**Task objective**
Starting from the line that contains "Mark the abstract", reproduce each line exactly through the end of the material, and include no other lines.

------------------------------------------------------------

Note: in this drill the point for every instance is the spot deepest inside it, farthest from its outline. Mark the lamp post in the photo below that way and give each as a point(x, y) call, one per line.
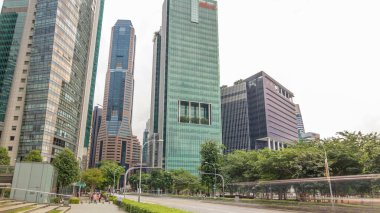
point(221, 176)
point(328, 176)
point(141, 152)
point(214, 177)
point(114, 174)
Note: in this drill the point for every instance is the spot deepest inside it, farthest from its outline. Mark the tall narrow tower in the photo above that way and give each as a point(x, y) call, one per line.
point(189, 94)
point(115, 141)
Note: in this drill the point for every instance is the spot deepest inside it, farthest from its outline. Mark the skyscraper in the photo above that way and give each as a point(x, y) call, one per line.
point(257, 113)
point(51, 79)
point(96, 121)
point(115, 140)
point(188, 81)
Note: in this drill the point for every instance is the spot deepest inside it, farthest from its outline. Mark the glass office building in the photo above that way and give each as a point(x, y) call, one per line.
point(189, 97)
point(115, 140)
point(59, 46)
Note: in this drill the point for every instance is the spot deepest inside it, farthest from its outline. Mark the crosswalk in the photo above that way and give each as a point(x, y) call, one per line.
point(7, 206)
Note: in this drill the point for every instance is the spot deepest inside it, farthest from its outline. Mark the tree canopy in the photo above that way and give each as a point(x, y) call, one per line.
point(67, 167)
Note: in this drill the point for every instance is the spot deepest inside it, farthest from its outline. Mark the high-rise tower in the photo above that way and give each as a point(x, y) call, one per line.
point(116, 141)
point(189, 95)
point(49, 83)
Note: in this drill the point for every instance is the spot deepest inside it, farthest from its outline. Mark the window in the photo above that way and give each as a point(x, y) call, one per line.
point(195, 11)
point(194, 112)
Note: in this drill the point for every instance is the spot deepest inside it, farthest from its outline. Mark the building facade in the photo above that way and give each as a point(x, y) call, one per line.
point(300, 125)
point(52, 75)
point(235, 121)
point(258, 113)
point(188, 82)
point(115, 140)
point(96, 121)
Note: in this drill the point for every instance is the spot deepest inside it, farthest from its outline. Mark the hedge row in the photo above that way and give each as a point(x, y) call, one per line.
point(136, 207)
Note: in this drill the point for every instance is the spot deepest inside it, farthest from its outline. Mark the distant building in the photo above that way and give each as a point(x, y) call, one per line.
point(257, 113)
point(96, 121)
point(47, 57)
point(300, 126)
point(310, 136)
point(115, 141)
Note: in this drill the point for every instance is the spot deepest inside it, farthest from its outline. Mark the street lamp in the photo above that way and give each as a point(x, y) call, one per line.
point(328, 175)
point(214, 176)
point(114, 174)
point(141, 152)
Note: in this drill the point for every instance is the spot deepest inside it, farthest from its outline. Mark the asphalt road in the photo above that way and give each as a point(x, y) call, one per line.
point(197, 206)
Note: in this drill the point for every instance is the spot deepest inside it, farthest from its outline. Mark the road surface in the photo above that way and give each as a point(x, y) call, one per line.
point(198, 206)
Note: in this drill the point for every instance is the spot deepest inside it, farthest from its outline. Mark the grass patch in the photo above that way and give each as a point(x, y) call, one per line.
point(55, 211)
point(26, 208)
point(136, 207)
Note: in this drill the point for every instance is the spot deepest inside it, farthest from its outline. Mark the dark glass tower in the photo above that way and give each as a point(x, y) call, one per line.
point(260, 108)
point(96, 121)
point(115, 141)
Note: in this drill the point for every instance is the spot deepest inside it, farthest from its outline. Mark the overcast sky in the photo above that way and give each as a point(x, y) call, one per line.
point(327, 52)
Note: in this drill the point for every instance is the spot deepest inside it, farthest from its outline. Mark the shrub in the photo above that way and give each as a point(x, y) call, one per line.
point(56, 200)
point(74, 200)
point(135, 207)
point(113, 198)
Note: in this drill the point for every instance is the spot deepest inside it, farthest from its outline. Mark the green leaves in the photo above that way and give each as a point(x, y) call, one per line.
point(111, 170)
point(93, 178)
point(348, 154)
point(67, 167)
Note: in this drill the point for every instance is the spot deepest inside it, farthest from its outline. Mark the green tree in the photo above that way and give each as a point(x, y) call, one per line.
point(133, 180)
point(184, 182)
point(93, 178)
point(160, 179)
point(67, 167)
point(112, 171)
point(241, 166)
point(33, 156)
point(211, 161)
point(4, 157)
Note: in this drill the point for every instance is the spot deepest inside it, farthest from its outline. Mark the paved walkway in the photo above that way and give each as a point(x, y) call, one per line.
point(95, 208)
point(197, 206)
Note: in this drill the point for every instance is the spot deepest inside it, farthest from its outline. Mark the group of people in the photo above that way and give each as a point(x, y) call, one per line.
point(97, 198)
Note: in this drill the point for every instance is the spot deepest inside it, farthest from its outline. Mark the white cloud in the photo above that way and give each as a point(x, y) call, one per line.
point(326, 52)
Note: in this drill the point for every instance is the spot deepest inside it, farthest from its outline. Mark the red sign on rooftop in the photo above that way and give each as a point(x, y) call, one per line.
point(207, 5)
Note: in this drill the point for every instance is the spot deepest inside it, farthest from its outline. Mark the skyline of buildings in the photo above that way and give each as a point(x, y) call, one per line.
point(47, 66)
point(115, 140)
point(51, 69)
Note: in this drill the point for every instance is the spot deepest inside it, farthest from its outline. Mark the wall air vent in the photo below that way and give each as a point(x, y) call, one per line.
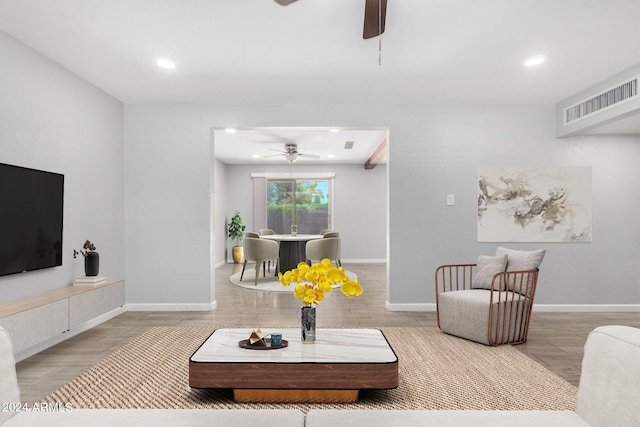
point(601, 101)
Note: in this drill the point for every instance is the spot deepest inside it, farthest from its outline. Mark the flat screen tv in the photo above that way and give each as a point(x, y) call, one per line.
point(31, 207)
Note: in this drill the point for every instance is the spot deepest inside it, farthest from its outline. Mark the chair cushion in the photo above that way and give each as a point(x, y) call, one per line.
point(465, 314)
point(521, 260)
point(487, 267)
point(610, 379)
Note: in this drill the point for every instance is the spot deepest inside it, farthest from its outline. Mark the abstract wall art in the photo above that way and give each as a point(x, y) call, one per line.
point(534, 204)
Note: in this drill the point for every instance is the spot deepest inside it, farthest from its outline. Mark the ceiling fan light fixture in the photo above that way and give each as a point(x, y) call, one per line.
point(533, 61)
point(166, 63)
point(291, 157)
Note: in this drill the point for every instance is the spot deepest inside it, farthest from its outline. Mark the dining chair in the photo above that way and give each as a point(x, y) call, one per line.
point(269, 232)
point(319, 249)
point(259, 250)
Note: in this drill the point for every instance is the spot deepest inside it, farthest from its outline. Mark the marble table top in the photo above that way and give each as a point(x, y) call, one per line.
point(332, 346)
point(291, 237)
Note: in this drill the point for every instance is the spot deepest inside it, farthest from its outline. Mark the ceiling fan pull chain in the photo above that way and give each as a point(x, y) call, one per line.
point(380, 34)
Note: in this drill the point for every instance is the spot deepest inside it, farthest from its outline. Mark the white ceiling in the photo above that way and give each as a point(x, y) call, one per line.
point(312, 51)
point(268, 144)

------------------------------------------------------------

**Answer in full**
Note: in this drill the point for every instance is the spot deepest inside it, farthest from its outline. Mark the abstract wall art in the photo above that way and give each as a point(x, y) call, one per line.
point(534, 204)
Note: in this drill the point for every instance is the spot deepest inside it, farthest from its outline. Mark the ceiling fan light fixture in the photo above that way and give each as a point(x, y) call, one per line.
point(533, 61)
point(166, 63)
point(291, 157)
Note: in this drill the point for every instance is the spot deepest inside it, farthest from its outline. Mark the dining chair in the photo above that way and give each as a point(x, y) call, one per line.
point(269, 232)
point(319, 249)
point(259, 250)
Note: in this drill the point for every instance is the spot deepest inside it, farthest from its outline. Mark the marble table top in the photo above that way and give each as a point(x, y) call, one per line.
point(332, 346)
point(291, 237)
Note: in this drill the point for every instance is the spot deepest inside it, farthest from its outline. Mark the ceiling fan pull chain in the photo above that way and give each as a point(x, y) call, one per line.
point(380, 34)
Note: in this drill the point for every instance is the spot deepest inside it, farthest from its outline. Mark the white ceiling in the photo above that way and give each as a point(x, y) call, one per line.
point(312, 51)
point(268, 144)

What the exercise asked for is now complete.